#### Travail demandé
Recopiez tels quels, ligne par ligne, tous les enregistrements qui suivent.

(Entrées du jeu de données)

□ □ □ □

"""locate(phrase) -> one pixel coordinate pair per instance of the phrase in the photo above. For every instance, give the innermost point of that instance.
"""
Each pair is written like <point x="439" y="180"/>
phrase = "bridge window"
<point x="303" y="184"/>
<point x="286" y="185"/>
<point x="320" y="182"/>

□ □ □ □

#### Problème résolu
"""locate(phrase) -> one pixel coordinate pair per instance of the phrase in the photo above. For every instance, give the innermost point of that instance.
"""
Each pair is written like <point x="439" y="180"/>
phrase = "bridge window"
<point x="303" y="184"/>
<point x="286" y="185"/>
<point x="320" y="182"/>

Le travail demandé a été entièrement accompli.